[What you need to do] Rewrite the rows from the line containing "Query: man with short dark hair" up to and including the final row, shifting every coordinate value in the answer points by adding 136 and leaving all other lines unchanged.
#####
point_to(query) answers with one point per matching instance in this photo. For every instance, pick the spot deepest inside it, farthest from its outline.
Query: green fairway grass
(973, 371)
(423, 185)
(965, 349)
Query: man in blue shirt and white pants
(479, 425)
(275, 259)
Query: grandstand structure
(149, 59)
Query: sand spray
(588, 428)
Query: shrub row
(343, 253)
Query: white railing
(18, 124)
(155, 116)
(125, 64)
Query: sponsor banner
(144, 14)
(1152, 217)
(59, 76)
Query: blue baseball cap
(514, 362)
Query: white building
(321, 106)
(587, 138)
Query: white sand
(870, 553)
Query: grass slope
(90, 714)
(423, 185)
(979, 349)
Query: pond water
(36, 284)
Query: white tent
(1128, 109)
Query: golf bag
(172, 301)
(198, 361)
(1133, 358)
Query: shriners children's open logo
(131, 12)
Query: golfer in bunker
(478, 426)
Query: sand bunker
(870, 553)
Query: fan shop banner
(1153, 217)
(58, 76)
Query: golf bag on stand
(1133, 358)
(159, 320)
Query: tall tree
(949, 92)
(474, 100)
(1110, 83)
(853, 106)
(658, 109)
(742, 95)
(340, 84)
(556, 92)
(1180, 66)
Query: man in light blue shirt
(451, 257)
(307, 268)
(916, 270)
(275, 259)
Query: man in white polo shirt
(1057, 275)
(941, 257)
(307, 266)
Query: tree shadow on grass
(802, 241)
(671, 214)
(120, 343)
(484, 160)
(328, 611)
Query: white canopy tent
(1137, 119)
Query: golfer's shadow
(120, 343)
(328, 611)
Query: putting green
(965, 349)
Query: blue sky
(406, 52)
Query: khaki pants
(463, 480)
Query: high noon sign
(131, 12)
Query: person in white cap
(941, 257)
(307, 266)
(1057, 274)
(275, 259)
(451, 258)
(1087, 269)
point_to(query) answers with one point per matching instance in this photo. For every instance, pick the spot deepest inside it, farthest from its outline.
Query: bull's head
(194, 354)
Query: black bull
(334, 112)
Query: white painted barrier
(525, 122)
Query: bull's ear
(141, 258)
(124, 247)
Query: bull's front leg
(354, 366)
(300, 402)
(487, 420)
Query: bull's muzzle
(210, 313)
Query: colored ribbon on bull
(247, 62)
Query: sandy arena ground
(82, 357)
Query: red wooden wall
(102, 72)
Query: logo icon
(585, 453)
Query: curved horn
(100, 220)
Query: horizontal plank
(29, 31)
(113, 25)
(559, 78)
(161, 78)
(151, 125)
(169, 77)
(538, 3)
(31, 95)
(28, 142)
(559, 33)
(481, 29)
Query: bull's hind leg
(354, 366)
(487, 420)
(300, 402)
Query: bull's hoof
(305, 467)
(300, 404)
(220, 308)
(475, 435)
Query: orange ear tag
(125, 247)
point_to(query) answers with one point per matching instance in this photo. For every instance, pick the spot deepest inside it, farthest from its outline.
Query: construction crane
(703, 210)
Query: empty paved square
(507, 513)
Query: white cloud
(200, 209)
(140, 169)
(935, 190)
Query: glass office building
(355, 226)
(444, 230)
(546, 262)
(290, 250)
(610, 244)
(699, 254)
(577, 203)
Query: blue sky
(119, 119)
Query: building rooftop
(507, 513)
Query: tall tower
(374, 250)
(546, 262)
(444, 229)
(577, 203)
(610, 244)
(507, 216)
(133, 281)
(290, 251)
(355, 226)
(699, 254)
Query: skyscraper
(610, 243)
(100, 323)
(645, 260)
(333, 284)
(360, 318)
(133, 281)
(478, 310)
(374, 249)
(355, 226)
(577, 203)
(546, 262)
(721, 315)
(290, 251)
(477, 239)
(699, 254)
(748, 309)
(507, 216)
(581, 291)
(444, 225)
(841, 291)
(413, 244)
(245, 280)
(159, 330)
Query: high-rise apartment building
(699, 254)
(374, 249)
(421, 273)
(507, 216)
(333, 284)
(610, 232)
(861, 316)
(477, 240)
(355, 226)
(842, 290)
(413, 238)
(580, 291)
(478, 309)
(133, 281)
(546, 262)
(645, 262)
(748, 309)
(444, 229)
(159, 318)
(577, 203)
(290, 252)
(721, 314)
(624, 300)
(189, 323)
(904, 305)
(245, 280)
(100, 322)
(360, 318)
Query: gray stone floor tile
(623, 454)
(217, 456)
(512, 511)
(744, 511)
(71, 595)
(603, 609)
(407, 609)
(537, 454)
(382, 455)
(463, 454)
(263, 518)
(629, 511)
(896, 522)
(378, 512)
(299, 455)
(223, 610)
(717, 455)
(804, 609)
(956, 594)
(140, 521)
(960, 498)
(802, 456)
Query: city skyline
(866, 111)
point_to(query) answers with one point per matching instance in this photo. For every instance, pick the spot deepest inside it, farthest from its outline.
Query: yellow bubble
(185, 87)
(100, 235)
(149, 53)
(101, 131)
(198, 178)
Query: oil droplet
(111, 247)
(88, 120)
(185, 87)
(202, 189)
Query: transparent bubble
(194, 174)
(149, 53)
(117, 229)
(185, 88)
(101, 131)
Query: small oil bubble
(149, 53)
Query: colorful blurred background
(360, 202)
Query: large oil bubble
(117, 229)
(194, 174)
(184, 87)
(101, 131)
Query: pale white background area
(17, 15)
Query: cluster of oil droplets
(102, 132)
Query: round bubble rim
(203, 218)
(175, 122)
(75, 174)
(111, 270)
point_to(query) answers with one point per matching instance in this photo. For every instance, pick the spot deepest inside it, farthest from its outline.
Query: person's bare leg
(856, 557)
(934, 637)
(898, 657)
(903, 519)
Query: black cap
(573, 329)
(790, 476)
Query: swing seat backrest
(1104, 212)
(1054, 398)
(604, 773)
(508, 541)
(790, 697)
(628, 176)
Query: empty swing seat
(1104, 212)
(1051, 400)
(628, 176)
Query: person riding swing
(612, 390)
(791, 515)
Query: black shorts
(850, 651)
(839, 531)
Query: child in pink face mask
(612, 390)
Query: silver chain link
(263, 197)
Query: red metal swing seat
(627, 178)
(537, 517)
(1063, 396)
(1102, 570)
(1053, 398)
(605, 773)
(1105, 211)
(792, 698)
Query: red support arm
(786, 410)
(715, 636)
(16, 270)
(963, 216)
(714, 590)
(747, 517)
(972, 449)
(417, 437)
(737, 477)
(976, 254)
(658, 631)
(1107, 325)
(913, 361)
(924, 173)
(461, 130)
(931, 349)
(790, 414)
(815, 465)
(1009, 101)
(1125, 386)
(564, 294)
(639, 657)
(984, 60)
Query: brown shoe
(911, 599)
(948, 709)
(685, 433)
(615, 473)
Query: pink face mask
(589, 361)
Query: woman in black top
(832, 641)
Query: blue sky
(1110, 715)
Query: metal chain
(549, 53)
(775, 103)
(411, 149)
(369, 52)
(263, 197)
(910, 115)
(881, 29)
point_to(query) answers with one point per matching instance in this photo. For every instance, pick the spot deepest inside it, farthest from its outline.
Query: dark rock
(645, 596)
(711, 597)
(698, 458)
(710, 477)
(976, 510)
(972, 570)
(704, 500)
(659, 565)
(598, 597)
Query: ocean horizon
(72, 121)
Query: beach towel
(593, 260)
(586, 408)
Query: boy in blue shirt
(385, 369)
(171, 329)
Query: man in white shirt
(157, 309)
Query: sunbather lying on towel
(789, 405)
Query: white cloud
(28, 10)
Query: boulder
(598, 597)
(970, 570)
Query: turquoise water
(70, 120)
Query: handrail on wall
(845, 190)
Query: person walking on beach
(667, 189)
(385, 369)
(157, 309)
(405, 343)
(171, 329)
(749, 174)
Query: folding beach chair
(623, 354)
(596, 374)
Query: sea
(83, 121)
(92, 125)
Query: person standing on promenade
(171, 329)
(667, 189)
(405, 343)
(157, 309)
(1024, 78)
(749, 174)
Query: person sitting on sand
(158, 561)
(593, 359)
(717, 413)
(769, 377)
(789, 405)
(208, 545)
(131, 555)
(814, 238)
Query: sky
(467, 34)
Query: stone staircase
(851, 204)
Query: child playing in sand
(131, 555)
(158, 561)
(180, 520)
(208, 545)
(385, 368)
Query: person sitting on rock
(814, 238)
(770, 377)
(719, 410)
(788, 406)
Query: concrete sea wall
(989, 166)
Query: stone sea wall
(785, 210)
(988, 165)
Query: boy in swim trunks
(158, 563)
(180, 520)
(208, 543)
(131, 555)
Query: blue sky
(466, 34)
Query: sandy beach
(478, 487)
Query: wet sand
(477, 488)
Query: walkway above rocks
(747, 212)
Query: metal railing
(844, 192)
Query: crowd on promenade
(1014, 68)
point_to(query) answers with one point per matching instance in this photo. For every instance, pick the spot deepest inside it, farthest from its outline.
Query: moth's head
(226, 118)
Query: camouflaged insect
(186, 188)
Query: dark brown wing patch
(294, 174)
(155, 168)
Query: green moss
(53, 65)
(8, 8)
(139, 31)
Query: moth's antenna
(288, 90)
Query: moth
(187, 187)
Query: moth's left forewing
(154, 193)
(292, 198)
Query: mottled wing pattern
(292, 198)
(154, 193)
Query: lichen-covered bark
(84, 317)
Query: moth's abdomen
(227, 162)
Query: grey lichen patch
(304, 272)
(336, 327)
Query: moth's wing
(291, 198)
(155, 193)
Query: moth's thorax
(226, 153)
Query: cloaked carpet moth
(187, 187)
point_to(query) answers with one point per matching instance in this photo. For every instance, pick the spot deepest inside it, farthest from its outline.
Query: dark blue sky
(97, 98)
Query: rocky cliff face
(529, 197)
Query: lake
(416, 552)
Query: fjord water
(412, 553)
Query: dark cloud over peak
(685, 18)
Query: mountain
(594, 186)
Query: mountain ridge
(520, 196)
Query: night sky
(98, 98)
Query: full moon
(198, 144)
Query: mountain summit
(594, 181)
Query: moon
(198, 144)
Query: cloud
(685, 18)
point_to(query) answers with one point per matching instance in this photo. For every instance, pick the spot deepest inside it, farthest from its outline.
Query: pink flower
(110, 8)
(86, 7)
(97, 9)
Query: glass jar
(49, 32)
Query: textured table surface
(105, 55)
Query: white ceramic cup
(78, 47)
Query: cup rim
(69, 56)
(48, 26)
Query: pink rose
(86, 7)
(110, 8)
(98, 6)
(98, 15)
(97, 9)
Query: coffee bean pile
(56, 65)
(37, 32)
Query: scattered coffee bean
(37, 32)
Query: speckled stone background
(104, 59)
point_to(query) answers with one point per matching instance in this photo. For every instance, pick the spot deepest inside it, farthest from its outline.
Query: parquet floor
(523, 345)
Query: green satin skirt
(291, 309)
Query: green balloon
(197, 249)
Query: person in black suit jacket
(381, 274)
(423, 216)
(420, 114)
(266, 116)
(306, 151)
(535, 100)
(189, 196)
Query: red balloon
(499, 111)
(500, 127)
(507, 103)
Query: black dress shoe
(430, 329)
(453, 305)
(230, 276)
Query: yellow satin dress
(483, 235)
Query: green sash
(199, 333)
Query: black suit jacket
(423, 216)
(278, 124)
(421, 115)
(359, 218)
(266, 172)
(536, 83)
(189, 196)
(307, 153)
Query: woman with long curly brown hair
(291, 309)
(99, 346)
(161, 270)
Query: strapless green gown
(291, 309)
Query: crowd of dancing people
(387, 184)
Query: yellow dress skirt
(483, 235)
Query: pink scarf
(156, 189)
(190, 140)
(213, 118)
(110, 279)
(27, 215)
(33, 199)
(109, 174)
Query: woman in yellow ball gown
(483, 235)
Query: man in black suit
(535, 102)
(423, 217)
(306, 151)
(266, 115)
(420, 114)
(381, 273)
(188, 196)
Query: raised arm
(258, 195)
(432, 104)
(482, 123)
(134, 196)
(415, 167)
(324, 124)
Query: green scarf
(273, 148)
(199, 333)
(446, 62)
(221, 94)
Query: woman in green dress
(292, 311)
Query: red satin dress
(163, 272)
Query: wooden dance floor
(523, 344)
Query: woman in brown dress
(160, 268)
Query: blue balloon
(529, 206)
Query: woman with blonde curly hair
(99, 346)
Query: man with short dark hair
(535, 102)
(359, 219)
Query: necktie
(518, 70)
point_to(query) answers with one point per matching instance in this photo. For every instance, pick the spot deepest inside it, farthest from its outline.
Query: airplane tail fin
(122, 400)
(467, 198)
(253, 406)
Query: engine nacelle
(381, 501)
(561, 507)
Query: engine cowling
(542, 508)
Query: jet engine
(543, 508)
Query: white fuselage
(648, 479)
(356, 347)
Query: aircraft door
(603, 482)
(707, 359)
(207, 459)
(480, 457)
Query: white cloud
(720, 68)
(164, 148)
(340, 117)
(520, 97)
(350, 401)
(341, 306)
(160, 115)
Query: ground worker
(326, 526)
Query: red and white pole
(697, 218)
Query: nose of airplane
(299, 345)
#####
[Written solution]
Query: man with short dark hair
(671, 238)
(495, 355)
Query: necktie
(654, 206)
point_to(query) answers with one point per matching instance in this photo. For every instance, pick the spot deepest inside it, farthest from its outline.
Query: airplane tail fin
(258, 536)
(603, 334)
(389, 542)
Query: engine nacelle
(517, 637)
(697, 643)
Query: engine cowling
(678, 644)
Query: jet engine
(679, 644)
Query: white fuselage
(784, 615)
(492, 483)
Query: aircraft door
(739, 618)
(843, 495)
(343, 595)
(616, 593)
Query: white cloud
(856, 204)
(300, 284)
(476, 253)
(656, 233)
(486, 537)
(477, 442)
(296, 251)
Query: ground worker
(462, 662)
Query: red and white pole
(833, 354)
Query: nose of airplane
(435, 481)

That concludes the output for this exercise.